• _LISTA DE TAREFAS_
[1] Liste, uma por linha, todas as frases que o texto sobre o sistema de saúde apresenta entre aspas.
[2] Estenda o texto sobre o sistema de saúde, prosseguindo a partir da última frase apresentada.

====== TEXTO FORNECIDO

A pandemia colocou na nossa frente o grau de desigualdade do nosso sistema de saúde, de acordo com Montone. “Ele reflete o grau de desigualdade da nossa sociedade, mas ele é muito maior nos mecanismos de acesso. A questão de UTI pública e privada: o número de UTI e leitos para a população que tem planos de saúde é três vezes superior”, avaliou. De acordo com ele, o momento é propício para que sejam feitas discussões francas entre gestores dos setores público e privado sobre o desenvolvimento de mecanismos para pagamentos justos e ocupação da capacidade ociosa de instituições privadas.

Integração colaborativa

O sistema de saúde deve se estruturar a partir de uma integração colaborativa entre os setores público e privado. “Não vejo como os dois sistemas sobreviverem se não se integrarem. O SUS é universal e tem o melhor modelo de assistência à saúde que podemos ter, que inicia na atenção primária, de organização gerenciada. Mas, sem dúvida, a melhor entrega está no setor privado”, disse.

============
====== ITENS EXTRAÍDOS

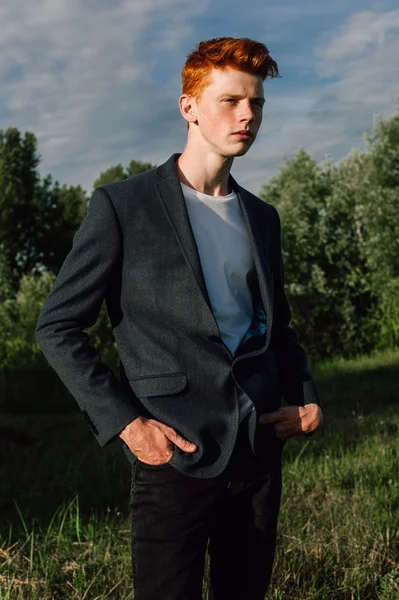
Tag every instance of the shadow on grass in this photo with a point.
(63, 459)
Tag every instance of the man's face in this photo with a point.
(231, 102)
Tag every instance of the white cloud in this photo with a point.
(81, 78)
(330, 119)
(98, 82)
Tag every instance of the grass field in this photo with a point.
(64, 502)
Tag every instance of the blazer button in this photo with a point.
(216, 339)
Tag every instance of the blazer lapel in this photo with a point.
(171, 195)
(173, 202)
(250, 207)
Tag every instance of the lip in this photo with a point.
(244, 133)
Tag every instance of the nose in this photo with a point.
(247, 113)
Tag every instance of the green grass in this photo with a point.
(64, 502)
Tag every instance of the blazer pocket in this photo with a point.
(159, 385)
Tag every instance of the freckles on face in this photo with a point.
(232, 102)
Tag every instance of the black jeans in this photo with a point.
(174, 516)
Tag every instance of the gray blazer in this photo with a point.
(136, 249)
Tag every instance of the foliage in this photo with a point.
(19, 315)
(38, 218)
(64, 510)
(340, 238)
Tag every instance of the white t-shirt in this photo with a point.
(226, 259)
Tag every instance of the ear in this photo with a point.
(188, 107)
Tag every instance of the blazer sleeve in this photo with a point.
(73, 305)
(297, 384)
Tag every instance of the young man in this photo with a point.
(189, 264)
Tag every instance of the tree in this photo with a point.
(37, 218)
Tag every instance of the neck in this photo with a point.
(205, 172)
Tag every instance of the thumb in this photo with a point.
(179, 441)
(272, 417)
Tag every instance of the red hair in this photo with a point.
(241, 54)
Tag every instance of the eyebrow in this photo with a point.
(238, 97)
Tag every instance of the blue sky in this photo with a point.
(98, 81)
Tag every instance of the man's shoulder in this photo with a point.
(129, 185)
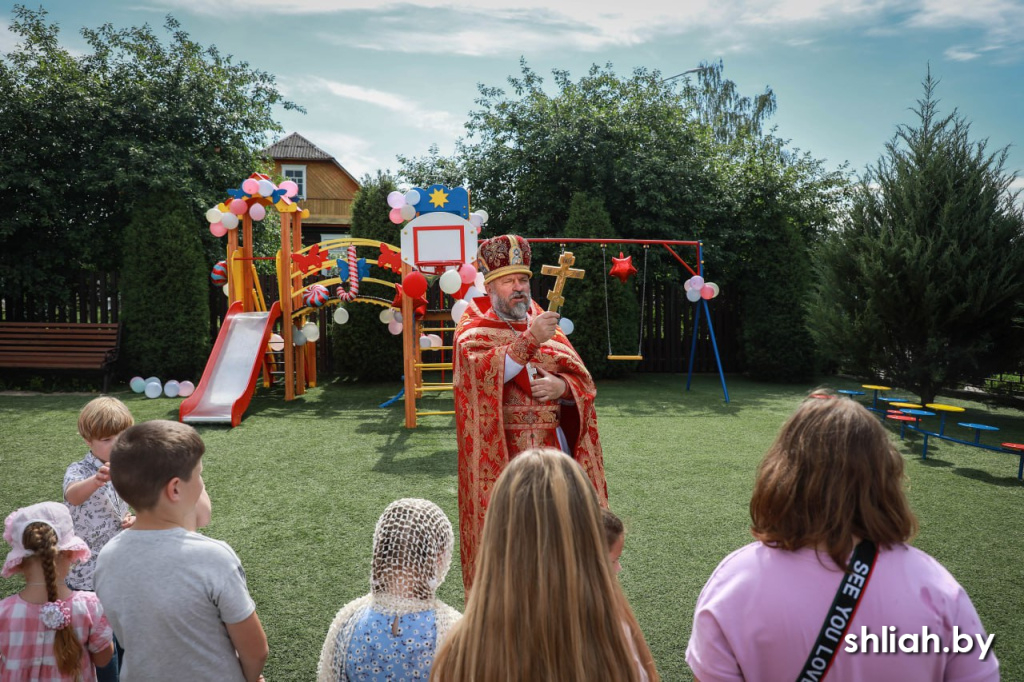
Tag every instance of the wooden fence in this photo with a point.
(667, 329)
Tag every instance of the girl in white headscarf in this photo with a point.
(393, 632)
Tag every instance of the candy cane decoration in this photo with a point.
(353, 279)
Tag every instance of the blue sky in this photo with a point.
(380, 79)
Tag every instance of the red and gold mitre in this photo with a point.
(507, 254)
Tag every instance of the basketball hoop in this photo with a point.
(434, 242)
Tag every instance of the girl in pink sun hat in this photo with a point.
(48, 632)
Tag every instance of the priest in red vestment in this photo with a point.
(518, 384)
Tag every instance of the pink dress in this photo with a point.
(27, 645)
(762, 609)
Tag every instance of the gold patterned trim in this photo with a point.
(524, 418)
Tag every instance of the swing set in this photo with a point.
(700, 303)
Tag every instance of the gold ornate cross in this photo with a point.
(563, 271)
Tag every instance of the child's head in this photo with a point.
(151, 455)
(614, 533)
(44, 533)
(51, 529)
(412, 549)
(102, 418)
(832, 474)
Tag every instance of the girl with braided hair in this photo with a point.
(545, 603)
(76, 636)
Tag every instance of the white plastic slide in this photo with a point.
(229, 378)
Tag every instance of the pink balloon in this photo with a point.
(467, 272)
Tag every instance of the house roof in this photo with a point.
(297, 147)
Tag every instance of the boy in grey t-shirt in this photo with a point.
(177, 600)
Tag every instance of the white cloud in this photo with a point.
(514, 27)
(355, 154)
(960, 53)
(416, 115)
(7, 39)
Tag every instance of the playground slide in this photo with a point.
(229, 378)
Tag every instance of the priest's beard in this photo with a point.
(513, 308)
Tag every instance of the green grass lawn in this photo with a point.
(298, 487)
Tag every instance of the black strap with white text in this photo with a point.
(840, 613)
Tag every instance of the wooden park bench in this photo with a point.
(60, 346)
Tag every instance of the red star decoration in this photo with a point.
(622, 267)
(389, 259)
(419, 304)
(311, 260)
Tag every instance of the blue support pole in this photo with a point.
(714, 344)
(693, 346)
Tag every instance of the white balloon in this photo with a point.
(266, 187)
(458, 309)
(229, 220)
(451, 282)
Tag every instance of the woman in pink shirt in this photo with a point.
(832, 522)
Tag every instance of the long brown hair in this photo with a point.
(832, 474)
(42, 540)
(544, 604)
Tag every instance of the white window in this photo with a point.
(296, 174)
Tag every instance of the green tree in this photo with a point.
(923, 286)
(669, 159)
(364, 348)
(597, 326)
(87, 137)
(165, 301)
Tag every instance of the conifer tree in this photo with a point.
(165, 303)
(363, 347)
(923, 287)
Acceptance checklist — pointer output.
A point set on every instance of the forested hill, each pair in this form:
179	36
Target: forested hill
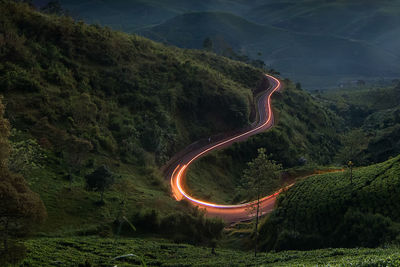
66	82
81	96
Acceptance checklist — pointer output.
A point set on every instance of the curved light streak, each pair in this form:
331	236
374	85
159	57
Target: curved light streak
179	192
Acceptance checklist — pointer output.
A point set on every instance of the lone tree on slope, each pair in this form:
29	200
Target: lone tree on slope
99	180
261	177
353	143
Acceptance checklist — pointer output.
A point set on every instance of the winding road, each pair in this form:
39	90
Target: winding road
230	213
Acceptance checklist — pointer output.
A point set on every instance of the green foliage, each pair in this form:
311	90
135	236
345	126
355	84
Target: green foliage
99	180
262	175
375	112
103	251
90	96
305	132
328	211
26	154
21	209
353	144
190	227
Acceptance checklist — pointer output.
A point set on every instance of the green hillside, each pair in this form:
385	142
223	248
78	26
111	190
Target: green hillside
297	55
315	42
296	139
328	211
132	15
372	21
376	111
101	251
81	96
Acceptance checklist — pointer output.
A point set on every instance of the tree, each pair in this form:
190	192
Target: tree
354	142
99	180
208	44
261	177
53	7
20	209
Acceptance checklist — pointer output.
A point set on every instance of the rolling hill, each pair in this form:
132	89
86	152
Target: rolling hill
375	22
328	211
319	43
299	56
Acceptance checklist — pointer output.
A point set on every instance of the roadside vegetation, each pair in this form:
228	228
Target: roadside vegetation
375	111
329	211
95	113
102	251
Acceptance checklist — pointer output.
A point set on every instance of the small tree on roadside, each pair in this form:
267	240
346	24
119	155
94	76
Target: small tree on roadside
354	142
208	44
99	180
261	177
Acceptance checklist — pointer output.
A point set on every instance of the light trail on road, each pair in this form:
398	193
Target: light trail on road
238	212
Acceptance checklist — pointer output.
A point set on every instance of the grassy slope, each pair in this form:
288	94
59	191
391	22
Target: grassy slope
137	102
47	251
304	128
326	210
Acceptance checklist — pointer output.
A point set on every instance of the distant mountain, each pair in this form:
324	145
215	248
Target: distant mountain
320	43
301	56
133	14
373	21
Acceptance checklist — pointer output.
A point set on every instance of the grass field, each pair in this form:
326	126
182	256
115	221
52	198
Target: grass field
100	252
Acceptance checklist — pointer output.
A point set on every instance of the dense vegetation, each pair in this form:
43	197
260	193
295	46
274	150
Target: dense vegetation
102	251
21	209
329	211
306	133
80	97
375	111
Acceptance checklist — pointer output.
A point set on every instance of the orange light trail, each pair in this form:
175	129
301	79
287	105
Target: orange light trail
178	173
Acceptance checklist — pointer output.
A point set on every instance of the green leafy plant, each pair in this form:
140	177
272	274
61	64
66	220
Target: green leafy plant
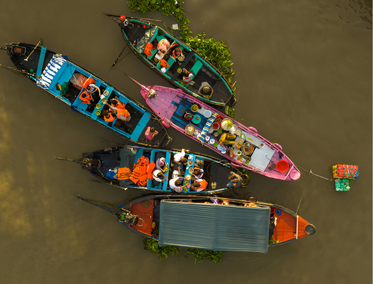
202	254
152	245
216	52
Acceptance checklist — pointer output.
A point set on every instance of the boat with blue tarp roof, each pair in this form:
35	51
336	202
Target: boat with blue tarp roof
87	94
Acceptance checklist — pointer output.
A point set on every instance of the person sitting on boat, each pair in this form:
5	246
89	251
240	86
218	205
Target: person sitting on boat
119	173
199	185
160	163
109	115
120	110
176	181
251	203
180	158
187	76
91	88
205	90
150	133
112	174
198	170
148	49
178	54
227	139
235	180
86	98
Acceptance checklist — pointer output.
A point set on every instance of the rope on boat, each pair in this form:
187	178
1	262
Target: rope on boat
163	22
106	208
301	197
310	171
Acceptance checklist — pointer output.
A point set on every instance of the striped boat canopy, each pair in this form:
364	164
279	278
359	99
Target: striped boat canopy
214	226
50	71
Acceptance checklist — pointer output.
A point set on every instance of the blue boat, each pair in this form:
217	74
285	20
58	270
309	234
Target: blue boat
72	84
170	58
137	167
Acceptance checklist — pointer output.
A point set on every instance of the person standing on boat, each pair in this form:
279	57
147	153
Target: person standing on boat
150	133
205	90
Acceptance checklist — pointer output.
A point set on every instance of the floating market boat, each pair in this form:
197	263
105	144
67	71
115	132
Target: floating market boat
168	56
219	224
239	144
74	85
137	167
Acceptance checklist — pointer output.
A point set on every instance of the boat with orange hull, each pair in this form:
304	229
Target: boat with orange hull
220	224
241	145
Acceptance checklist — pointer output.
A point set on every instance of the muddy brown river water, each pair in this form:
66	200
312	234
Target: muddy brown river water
304	73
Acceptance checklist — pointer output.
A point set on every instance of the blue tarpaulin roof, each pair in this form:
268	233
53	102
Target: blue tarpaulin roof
214	227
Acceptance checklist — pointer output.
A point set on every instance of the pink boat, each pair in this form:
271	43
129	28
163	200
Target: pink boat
239	144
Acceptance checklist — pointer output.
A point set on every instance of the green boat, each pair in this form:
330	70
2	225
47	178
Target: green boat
175	61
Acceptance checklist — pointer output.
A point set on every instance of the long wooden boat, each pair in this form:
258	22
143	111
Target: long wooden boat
213	129
127	161
66	81
219	224
139	32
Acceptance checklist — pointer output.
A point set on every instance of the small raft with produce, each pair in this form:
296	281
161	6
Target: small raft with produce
85	93
136	167
175	61
219	224
239	144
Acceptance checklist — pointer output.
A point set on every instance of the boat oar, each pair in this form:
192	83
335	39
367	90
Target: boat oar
68	159
40	41
107	208
16	70
120	54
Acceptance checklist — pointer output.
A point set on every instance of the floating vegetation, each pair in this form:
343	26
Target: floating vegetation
216	52
202	254
152	245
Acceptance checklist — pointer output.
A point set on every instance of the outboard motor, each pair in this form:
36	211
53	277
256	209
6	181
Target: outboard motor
91	163
151	94
129	218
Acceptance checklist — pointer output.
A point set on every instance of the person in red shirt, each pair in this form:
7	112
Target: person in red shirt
108	115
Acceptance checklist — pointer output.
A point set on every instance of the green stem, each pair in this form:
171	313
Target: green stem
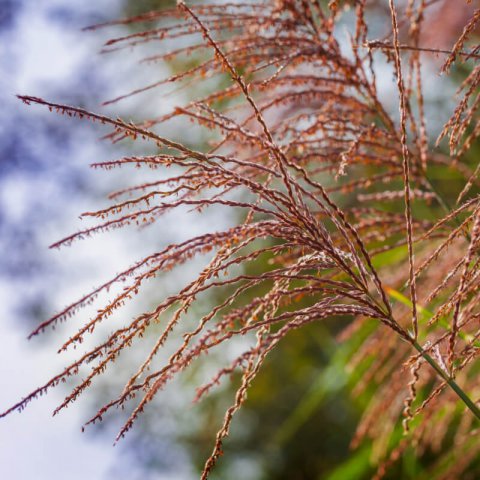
449	380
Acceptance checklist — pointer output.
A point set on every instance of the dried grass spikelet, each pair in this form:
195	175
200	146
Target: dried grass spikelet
300	132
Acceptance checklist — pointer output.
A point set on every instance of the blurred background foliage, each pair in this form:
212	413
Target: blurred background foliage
301	415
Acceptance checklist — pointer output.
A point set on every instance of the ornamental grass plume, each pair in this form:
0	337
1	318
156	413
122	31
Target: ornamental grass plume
327	180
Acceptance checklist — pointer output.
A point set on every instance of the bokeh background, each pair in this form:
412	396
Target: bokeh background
300	416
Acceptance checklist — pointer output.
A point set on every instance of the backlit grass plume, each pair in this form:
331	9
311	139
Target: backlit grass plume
327	180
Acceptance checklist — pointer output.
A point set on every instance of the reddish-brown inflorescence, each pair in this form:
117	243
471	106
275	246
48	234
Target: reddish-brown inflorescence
307	151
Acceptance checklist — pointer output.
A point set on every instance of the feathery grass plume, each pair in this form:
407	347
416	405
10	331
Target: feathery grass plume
328	181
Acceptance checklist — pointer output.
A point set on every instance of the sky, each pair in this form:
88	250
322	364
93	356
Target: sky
45	183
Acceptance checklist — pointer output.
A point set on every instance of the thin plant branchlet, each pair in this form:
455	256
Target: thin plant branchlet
326	179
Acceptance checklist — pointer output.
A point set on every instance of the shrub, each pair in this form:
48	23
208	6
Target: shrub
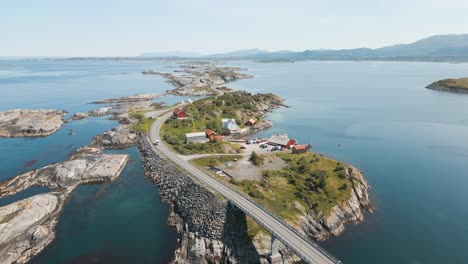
256	159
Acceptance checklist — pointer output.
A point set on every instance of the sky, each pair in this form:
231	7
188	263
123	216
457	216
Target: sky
129	28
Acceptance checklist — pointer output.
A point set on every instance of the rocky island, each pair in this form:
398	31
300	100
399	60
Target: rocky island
450	85
30	123
316	195
129	99
27	226
200	78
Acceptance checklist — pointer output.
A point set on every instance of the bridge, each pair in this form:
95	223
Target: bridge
302	246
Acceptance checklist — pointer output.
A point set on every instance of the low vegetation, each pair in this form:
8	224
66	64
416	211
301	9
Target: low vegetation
256	159
213	161
207	114
144	123
308	182
452	85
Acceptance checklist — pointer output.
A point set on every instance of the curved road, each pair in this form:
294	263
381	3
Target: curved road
306	249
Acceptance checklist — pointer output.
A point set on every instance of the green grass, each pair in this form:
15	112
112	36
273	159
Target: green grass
207	114
144	124
294	188
452	84
215	160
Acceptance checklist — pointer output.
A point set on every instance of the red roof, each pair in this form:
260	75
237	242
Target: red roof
298	147
178	111
209	132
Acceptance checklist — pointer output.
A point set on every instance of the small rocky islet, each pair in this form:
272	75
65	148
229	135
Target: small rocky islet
211	230
450	85
30	123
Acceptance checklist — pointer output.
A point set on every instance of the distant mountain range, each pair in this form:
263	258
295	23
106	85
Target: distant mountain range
435	48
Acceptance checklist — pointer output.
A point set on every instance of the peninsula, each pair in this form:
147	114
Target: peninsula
30	123
200	78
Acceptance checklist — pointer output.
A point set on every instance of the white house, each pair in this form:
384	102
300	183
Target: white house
230	124
197	137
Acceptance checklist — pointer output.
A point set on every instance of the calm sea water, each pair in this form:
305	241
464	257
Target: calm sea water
410	142
119	222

============

• _RESPOSTAS EM ORDEM_
[1]
Ele reflete o grau de desigualdade da nossa sociedade, mas ele é muito maior nos mecanismos de acesso.
A questão de UTI pública e privada: o número de UTI e leitos para a população que tem planos de saúde é três vezes superior
Não vejo como os dois sistemas sobreviverem se não se integrarem.
O SUS é universal e tem o melhor modelo de assistência à saúde que podemos ter, que inicia na atenção primária, de organização gerenciada.
Mas, sem dúvida, a melhor entrega está no setor privado

[2]
“Política pública é definida pelo setor público. Temos de encontrar formas que reforcem a capacidade de gestão e regulação do Estado e que aumente a capacidade de entregar ao setor privado a execução. Eu, particularmente, prefiro o formato das organizações sociais, que precisam ser reguladas. Essa integração colaborativa nos permitiria que a ANS cuidasse do desenvolvimento do setor suplementar, pois temos vazios assistenciais enormes no país”, destacou.